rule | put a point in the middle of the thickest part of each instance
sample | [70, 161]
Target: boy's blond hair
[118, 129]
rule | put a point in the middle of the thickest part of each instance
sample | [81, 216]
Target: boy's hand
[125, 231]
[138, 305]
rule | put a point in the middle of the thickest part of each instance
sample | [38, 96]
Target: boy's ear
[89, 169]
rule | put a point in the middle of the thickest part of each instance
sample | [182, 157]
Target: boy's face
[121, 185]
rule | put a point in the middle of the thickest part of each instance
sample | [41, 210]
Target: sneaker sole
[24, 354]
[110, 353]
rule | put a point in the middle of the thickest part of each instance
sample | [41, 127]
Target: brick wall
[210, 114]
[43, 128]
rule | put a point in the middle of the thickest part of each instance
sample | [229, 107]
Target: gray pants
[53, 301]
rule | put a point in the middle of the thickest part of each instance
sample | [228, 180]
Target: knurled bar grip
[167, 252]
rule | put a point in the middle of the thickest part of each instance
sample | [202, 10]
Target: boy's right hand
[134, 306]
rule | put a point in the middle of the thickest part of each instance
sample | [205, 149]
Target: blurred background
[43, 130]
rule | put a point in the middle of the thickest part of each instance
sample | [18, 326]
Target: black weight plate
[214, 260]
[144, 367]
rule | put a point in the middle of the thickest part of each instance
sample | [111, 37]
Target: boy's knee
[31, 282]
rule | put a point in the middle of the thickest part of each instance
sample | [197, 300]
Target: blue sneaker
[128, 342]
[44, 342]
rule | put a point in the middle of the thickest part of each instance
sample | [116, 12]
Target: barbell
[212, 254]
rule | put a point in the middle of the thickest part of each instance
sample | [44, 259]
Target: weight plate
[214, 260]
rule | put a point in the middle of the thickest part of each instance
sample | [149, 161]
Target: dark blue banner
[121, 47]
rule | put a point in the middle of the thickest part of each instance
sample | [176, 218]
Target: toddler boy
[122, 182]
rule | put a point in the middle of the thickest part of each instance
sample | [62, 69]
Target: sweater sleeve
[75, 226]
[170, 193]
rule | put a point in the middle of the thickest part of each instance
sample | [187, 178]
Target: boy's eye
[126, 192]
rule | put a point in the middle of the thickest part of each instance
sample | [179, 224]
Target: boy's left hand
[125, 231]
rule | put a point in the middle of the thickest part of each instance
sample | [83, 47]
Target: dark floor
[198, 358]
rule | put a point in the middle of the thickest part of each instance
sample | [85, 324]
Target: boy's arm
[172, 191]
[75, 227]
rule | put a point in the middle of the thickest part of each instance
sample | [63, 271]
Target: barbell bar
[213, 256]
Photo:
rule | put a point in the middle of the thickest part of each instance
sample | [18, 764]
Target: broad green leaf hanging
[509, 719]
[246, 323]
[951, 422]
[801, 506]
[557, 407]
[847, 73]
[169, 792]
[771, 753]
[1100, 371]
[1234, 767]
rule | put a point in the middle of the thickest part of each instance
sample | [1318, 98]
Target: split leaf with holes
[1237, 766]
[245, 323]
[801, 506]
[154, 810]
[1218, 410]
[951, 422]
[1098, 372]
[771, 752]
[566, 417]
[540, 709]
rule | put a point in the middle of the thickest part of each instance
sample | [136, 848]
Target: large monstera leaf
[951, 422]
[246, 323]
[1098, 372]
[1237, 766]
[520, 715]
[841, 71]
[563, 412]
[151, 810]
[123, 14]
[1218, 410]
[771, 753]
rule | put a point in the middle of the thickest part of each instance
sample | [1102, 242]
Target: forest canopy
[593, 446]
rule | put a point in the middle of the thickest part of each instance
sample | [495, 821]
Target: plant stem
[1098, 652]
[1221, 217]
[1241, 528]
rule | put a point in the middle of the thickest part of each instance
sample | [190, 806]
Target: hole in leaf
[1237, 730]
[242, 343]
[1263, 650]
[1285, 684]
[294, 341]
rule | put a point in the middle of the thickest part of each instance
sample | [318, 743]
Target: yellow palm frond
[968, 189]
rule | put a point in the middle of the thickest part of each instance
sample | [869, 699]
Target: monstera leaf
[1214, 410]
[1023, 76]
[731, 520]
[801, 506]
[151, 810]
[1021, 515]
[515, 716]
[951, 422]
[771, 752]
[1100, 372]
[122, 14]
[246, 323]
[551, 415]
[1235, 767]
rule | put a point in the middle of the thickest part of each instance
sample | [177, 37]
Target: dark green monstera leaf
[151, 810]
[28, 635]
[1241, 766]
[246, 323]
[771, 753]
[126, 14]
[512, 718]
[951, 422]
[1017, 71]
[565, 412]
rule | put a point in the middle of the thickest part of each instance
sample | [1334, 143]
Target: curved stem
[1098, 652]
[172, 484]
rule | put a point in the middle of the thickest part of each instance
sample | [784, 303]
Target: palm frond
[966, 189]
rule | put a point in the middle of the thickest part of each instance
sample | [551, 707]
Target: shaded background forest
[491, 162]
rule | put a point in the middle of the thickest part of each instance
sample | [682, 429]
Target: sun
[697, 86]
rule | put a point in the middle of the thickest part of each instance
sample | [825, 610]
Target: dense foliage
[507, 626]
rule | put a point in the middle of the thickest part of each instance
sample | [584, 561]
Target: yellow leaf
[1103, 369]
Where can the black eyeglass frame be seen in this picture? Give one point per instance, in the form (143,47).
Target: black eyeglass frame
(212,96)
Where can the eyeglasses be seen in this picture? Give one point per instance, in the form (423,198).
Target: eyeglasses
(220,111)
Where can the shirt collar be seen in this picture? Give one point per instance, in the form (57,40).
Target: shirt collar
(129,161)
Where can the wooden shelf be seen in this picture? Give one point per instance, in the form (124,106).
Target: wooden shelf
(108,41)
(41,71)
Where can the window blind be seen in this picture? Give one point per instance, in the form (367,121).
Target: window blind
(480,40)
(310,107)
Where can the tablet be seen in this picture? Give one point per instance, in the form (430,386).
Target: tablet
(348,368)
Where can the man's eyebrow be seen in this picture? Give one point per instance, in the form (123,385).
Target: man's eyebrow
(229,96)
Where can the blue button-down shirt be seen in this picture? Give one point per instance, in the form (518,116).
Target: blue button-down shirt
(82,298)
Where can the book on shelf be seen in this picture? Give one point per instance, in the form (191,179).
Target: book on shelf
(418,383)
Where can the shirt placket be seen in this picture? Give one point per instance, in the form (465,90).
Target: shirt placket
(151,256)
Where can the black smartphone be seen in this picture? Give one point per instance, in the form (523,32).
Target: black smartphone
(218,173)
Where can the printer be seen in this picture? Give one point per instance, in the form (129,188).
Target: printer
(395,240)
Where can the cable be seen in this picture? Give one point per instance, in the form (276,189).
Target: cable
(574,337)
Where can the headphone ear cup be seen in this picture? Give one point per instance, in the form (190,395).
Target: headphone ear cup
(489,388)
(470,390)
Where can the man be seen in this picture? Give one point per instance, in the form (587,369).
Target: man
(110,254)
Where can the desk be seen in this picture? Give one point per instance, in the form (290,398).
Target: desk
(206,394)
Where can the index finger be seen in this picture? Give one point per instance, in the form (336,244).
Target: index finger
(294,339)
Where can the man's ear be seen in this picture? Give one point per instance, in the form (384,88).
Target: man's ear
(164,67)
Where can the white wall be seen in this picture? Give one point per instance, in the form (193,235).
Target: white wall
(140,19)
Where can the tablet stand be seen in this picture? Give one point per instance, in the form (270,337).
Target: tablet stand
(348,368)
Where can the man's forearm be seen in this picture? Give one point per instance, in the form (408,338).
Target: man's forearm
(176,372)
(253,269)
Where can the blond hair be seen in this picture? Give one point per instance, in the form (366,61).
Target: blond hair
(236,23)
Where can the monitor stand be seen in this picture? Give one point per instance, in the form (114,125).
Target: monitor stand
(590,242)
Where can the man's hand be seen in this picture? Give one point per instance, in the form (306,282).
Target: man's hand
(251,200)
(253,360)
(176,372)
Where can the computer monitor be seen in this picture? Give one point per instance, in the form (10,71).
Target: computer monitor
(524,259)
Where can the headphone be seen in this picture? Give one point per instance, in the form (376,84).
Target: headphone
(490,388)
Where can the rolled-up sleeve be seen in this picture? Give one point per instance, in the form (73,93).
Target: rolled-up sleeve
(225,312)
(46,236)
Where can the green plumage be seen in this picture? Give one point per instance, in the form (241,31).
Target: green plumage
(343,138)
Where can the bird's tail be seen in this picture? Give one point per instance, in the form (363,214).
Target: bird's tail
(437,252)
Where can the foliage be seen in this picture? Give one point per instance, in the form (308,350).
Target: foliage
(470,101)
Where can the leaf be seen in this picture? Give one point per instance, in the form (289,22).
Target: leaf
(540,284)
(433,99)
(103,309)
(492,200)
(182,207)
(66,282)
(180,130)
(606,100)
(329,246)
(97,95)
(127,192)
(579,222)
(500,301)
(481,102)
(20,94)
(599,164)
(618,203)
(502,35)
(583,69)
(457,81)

####################

## Exercise description
Put the part of the listing that opens with the line containing "Where can the rolled-up" and runs through its end into a JSON list of strings, one string per line, with blank lines left out.

## Completed task
[
  "Where can the rolled-up sleeve be seen in this picture? Give one point per instance, in the form (73,93).",
  "Target: rolled-up sleeve",
  "(225,312)",
  "(46,236)",
  "Where can the green plumage be seen in this picture? Give one point per instance, in the form (241,31).",
  "Target: green plumage",
  "(343,138)",
  "Where can the bird's tail be seen in this picture? Give one point per instance, in the form (363,214).",
  "Target: bird's tail",
  "(437,252)",
  "Where can the foliage be seen in this picture? Give one point per instance, in the form (308,350).",
  "Target: foliage",
  "(470,101)",
  "Where can the leaf be seen in this picture? Give one point per instance, in the form (289,22).",
  "Target: leaf",
  "(540,284)",
  "(433,99)",
  "(103,309)",
  "(492,200)",
  "(182,207)",
  "(66,282)",
  "(180,130)",
  "(606,100)",
  "(329,246)",
  "(97,95)",
  "(127,192)",
  "(579,222)",
  "(500,301)",
  "(481,102)",
  "(20,94)",
  "(599,164)",
  "(618,203)",
  "(502,35)",
  "(583,69)",
  "(457,81)"
]